▸ **PROBLEM DETAILS**
What number of lines in the records below hold the word "would"? Give that number alone.
--- DATA PROVIDED Enclosed Below ---
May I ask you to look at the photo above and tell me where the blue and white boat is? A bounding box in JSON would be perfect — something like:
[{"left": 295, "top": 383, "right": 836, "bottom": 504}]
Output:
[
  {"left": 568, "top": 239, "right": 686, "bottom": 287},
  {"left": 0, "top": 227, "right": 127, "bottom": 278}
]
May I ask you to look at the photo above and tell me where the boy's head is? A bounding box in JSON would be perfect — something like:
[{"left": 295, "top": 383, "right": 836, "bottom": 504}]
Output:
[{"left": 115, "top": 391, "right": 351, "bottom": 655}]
--- End of Enclosed DATA PROVIDED ---
▸ **REPLY TO THE TASK**
2